**HOW TO COMPLETE THIS TASK**
The following data has a line with "Pick out a point on every instance of the horse in" and a line with "Pick out a point on every instance of the horse's ear". Write out exactly those lines and all the lines between them.

**DATASET RECORDS**
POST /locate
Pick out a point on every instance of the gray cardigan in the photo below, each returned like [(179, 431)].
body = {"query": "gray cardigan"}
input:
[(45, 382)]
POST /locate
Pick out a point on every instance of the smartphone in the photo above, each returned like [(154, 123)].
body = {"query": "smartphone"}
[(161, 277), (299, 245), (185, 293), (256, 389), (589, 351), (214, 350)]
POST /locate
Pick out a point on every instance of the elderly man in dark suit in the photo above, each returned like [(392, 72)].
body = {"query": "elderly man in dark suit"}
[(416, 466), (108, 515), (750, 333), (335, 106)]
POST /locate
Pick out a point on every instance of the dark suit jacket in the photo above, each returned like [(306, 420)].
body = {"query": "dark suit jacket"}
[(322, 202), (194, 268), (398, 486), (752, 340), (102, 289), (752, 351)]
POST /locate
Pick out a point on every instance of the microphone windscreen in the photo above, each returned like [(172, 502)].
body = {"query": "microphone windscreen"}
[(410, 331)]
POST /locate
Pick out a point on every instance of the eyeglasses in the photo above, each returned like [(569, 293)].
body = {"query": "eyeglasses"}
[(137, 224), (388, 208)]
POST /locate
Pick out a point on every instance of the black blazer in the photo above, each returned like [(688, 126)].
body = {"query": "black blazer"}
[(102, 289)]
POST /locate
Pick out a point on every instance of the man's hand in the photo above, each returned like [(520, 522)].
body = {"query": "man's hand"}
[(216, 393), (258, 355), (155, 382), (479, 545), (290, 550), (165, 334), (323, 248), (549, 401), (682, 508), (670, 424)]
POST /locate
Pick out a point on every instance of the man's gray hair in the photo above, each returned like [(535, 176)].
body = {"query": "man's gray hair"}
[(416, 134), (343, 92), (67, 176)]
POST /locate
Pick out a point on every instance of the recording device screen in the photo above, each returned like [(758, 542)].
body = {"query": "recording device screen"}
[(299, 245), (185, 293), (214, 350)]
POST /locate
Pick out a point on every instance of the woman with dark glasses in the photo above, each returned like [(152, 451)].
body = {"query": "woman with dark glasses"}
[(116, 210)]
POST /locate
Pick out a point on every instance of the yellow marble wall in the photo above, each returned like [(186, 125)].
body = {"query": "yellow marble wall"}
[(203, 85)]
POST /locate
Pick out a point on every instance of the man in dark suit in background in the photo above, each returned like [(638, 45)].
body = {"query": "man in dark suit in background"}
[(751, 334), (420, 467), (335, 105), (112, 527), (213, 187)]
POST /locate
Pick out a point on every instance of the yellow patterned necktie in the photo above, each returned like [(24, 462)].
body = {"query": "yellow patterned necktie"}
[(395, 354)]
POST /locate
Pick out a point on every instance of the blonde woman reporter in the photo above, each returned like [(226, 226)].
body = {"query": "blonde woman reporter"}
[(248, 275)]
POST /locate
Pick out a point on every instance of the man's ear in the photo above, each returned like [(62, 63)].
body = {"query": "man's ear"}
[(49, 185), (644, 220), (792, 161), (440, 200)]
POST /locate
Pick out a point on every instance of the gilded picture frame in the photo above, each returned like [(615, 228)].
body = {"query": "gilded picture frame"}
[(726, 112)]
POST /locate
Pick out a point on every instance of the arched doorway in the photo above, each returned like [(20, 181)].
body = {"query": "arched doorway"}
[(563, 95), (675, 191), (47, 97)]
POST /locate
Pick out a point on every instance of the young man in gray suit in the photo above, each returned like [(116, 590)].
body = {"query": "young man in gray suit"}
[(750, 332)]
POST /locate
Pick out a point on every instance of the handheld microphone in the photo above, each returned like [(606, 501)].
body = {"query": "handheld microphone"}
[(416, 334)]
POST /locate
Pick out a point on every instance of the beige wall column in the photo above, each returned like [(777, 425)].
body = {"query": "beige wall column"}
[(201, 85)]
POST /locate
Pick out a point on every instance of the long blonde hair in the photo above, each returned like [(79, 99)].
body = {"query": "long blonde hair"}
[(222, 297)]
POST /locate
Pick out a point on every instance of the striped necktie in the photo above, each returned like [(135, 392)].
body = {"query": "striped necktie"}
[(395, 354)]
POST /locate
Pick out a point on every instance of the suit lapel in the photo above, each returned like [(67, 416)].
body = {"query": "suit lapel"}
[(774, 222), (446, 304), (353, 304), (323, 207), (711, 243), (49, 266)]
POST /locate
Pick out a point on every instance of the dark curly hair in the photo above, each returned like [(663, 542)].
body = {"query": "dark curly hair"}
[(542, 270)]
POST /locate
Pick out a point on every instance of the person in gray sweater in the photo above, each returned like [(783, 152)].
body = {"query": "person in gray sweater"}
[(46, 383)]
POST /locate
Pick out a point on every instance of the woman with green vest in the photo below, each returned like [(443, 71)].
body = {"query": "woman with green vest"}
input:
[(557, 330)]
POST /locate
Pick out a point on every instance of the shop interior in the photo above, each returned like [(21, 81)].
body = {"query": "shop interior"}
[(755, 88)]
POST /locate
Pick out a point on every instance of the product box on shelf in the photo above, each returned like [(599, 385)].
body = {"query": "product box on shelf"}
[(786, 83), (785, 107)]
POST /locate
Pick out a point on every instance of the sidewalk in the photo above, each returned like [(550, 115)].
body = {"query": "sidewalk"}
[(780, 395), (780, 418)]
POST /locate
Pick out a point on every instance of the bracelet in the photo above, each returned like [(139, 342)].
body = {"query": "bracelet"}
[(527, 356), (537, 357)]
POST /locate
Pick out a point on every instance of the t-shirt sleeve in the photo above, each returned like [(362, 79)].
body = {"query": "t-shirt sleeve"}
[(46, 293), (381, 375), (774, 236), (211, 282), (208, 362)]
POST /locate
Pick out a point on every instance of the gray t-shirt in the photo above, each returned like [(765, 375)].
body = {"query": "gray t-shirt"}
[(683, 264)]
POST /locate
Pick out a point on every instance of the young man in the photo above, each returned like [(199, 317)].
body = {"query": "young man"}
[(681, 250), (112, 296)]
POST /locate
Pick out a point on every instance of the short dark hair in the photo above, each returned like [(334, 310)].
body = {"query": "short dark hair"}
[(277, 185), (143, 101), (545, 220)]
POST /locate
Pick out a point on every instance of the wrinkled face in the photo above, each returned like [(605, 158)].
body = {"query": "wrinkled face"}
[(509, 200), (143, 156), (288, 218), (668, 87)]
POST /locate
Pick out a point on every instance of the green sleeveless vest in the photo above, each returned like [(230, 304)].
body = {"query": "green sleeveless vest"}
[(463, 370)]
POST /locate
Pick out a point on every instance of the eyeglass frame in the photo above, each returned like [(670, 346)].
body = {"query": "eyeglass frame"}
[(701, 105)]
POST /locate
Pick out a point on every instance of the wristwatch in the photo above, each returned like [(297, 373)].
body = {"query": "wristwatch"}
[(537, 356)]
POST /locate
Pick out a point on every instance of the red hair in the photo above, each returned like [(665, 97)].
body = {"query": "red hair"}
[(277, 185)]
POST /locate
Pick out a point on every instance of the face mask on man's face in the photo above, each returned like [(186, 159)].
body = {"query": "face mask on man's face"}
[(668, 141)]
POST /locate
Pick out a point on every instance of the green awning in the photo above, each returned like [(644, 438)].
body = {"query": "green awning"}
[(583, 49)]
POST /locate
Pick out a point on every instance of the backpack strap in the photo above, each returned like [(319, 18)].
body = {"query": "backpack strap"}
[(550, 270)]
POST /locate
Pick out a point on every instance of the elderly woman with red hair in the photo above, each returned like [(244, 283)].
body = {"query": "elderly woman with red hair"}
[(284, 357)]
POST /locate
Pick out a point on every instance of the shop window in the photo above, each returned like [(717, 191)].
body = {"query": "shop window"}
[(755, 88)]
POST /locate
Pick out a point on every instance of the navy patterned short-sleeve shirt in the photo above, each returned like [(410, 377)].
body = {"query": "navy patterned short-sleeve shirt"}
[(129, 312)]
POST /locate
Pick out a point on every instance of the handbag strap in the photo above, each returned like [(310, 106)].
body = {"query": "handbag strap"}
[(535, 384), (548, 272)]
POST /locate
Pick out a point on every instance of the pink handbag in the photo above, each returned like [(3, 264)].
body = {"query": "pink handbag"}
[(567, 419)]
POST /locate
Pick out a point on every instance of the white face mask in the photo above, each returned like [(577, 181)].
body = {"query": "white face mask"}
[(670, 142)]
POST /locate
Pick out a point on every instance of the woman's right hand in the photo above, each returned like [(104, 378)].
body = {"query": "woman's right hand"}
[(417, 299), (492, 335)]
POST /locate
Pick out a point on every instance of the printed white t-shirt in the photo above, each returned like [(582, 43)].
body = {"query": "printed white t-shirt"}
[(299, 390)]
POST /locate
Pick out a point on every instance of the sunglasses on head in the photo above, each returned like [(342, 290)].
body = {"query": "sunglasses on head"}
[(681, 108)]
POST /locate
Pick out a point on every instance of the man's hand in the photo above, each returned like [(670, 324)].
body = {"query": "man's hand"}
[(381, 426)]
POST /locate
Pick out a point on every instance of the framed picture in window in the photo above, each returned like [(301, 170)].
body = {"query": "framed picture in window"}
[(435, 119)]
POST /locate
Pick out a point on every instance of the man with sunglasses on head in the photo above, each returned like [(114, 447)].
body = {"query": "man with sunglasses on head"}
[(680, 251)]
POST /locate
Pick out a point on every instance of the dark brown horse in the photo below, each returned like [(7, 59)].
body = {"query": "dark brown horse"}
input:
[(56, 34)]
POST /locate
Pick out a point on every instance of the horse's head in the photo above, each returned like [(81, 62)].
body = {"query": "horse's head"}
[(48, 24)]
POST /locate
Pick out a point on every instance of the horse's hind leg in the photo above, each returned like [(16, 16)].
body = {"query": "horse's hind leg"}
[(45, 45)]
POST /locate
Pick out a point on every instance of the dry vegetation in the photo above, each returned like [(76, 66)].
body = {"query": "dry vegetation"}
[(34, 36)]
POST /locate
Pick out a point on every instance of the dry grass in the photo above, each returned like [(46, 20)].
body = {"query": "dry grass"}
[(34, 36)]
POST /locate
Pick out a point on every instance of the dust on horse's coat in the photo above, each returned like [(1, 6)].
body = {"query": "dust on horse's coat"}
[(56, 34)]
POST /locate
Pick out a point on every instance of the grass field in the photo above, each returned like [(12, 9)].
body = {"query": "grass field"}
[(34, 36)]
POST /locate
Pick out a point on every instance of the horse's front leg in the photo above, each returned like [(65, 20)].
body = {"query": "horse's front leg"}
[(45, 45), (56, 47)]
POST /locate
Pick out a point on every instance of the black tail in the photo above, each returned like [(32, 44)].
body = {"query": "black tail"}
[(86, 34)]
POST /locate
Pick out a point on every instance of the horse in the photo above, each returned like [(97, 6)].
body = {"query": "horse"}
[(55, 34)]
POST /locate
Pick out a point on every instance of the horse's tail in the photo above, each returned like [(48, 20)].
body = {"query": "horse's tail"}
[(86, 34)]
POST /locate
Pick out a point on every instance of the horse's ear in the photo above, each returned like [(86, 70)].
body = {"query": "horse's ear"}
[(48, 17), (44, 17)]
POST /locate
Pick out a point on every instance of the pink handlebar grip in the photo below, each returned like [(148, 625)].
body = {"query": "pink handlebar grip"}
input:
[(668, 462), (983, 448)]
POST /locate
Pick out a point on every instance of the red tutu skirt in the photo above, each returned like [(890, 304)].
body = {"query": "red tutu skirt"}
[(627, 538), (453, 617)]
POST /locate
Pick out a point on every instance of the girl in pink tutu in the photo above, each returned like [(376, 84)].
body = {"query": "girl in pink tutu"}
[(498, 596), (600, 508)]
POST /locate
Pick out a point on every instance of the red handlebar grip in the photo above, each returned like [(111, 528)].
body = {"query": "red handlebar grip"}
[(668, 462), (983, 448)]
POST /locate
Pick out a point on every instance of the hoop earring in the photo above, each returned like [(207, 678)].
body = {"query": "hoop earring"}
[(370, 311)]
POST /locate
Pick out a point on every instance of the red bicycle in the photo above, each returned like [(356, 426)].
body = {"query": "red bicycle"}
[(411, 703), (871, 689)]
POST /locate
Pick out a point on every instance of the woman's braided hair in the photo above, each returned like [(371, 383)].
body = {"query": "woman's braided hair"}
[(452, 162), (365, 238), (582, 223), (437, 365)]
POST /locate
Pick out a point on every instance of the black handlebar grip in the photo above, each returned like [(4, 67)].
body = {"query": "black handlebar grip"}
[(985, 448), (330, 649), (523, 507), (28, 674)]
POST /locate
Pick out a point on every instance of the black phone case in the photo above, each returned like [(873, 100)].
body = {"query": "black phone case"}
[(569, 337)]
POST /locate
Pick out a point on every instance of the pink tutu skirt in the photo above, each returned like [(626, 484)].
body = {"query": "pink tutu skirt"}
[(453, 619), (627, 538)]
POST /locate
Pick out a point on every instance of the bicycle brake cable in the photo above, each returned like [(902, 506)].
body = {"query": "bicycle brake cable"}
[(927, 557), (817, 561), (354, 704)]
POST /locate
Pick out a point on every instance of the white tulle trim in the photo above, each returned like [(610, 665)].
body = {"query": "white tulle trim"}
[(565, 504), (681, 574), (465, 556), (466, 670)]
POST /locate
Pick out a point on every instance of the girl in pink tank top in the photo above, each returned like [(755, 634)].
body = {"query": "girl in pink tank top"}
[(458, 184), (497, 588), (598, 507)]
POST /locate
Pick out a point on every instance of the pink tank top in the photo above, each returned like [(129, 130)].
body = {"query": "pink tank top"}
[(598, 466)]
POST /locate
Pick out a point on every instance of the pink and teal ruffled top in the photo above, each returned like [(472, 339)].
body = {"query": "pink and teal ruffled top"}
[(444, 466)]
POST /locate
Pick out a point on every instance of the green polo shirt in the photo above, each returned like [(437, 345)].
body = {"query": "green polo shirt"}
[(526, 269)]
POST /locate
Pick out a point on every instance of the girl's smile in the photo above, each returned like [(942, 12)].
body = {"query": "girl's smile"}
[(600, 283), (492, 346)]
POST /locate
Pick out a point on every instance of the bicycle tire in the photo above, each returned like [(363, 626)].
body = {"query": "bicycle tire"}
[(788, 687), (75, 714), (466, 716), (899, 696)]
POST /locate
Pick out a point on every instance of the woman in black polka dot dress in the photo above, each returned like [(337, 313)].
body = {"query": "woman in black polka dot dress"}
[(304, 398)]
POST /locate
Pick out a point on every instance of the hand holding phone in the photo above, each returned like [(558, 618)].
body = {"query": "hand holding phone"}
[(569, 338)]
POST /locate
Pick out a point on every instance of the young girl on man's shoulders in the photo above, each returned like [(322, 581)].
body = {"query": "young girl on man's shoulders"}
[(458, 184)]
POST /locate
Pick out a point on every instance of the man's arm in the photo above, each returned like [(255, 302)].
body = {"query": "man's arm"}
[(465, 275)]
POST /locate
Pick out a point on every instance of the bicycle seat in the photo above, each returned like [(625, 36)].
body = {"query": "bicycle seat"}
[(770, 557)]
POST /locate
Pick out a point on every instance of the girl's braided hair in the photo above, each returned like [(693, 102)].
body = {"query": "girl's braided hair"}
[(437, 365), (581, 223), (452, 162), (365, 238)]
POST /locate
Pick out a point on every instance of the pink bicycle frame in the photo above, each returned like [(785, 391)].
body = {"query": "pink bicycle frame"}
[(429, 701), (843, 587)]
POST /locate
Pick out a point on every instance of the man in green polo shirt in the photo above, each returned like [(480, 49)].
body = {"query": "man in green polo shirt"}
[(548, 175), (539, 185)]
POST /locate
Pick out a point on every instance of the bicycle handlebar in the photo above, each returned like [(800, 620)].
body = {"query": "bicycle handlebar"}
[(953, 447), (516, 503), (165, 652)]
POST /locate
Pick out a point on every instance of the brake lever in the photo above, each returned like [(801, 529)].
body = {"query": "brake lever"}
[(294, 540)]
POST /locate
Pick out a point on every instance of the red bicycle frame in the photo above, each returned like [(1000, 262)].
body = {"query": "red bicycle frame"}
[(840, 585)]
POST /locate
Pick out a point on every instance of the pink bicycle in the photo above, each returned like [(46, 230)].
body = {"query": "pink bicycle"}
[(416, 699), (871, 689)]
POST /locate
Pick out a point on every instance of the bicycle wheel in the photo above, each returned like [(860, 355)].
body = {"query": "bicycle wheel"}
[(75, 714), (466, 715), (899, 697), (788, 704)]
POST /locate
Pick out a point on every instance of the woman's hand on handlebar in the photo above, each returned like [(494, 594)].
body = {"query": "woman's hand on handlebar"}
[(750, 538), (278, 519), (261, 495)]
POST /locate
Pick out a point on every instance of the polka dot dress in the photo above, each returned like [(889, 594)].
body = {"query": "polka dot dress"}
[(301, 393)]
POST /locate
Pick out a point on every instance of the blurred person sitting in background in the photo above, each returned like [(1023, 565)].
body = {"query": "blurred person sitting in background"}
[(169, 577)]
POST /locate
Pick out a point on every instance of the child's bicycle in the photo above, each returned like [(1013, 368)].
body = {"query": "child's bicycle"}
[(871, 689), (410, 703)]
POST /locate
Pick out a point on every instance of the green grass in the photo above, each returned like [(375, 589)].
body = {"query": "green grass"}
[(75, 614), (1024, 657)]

**SOLUTION**
Pick out a point on every instance of the horse in the photo above, each returned like [(97, 6)].
body = {"query": "horse"}
[(55, 34)]
POST /locate
Pick out a point on every instance of the horse's tail in the photo above, each returned like [(48, 20)].
body = {"query": "horse's tail"}
[(86, 34)]
POST /locate
Pick out a point on every instance of the horse's ear in the photo above, each returned like [(86, 70)].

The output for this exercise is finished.